Records of labeled boxes:

'''

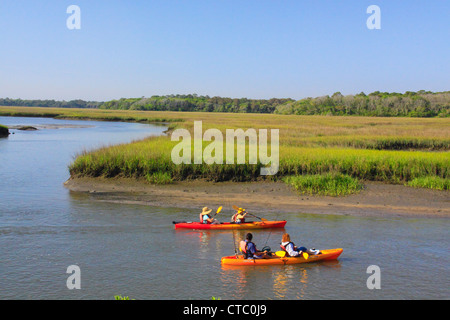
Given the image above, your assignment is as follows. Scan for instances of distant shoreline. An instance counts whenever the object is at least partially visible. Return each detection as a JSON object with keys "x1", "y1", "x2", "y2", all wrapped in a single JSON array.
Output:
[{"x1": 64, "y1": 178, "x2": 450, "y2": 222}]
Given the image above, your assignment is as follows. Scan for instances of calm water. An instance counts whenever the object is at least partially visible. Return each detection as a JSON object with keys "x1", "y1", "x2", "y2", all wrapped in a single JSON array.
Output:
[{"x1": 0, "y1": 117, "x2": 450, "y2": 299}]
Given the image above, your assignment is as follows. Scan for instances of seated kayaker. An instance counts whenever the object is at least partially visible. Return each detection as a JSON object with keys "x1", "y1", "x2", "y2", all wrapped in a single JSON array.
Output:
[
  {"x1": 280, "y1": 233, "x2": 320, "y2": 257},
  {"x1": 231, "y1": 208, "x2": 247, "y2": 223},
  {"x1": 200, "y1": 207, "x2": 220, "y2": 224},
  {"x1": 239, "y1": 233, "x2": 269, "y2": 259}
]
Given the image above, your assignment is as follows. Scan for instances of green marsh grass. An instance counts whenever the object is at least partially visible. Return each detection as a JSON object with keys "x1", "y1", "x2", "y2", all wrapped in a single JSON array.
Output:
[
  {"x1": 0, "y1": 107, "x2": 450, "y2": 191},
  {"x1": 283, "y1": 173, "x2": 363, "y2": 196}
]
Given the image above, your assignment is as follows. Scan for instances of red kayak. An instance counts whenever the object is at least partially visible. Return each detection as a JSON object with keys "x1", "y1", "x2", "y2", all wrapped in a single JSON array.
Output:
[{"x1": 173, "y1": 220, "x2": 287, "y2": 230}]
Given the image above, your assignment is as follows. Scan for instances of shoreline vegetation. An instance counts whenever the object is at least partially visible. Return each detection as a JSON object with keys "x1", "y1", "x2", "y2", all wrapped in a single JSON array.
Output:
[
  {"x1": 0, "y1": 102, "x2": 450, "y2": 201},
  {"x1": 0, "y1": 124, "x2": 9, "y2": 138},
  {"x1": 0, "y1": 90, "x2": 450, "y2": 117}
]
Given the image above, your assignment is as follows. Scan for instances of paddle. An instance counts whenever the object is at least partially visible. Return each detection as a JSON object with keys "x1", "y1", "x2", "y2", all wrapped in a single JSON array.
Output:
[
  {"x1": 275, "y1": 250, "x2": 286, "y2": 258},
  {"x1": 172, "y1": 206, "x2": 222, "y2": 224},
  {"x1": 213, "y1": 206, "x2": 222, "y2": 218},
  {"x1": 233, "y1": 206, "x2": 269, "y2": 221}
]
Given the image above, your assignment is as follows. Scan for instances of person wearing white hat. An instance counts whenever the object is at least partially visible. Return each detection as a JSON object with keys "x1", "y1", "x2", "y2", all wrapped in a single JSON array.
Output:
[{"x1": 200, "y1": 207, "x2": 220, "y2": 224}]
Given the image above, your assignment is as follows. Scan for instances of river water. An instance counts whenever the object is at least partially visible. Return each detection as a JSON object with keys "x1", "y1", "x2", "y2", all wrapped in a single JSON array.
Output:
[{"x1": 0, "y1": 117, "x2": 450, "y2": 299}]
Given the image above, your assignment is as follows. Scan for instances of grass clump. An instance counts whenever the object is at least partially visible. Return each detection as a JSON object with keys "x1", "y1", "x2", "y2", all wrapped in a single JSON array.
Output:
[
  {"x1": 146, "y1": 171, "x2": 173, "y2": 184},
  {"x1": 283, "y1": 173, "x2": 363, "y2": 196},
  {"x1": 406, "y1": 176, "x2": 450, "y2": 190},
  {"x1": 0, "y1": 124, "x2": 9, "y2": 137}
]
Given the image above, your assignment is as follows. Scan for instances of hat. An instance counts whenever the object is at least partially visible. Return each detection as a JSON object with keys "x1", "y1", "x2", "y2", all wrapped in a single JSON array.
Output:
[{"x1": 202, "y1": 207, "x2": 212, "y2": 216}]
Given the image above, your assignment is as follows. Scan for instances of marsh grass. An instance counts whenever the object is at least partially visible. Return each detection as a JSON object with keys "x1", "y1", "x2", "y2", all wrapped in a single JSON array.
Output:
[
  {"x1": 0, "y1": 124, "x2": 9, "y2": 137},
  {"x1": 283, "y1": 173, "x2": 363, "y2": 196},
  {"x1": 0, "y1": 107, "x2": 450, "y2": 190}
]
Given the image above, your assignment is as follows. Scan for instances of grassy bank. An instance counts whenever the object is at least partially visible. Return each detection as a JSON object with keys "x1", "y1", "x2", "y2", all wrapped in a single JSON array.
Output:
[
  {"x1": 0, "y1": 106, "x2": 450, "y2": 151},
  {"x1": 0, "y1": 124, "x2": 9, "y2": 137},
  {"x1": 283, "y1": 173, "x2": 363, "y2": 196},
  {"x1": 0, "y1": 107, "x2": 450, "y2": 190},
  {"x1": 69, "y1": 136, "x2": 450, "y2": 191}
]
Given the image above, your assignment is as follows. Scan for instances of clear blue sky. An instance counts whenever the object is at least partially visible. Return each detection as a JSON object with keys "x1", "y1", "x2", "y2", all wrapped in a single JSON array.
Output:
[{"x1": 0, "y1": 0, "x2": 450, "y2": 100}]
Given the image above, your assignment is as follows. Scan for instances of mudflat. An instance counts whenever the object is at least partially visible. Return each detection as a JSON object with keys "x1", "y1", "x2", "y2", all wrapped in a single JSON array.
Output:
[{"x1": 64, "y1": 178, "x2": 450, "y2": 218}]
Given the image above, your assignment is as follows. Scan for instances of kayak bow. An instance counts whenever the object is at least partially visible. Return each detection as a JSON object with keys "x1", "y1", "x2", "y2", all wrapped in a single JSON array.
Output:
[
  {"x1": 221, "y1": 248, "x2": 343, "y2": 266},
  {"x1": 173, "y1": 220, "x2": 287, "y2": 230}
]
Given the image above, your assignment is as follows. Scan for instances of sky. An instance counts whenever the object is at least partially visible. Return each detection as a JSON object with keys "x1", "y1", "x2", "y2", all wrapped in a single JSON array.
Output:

'''

▶ **The request**: Pull out every line in the records above that contains the word "water", and list those lines.

▶ **Response below**:
Given the image above, your assignment is as follows. Scan for instances of calm water. An instance counts whenever the object is at least partially visible. Return each detection as a JSON object with keys "x1", "y1", "x2", "y2", all wrapped in a single JSON array.
Given the image above, your assignment is as follows. Scan for instances of river water. An instance counts whenever the object is at least partially visible. Return each detection as a JSON object with keys "x1", "y1", "x2", "y2", all wrapped in a single JSON array.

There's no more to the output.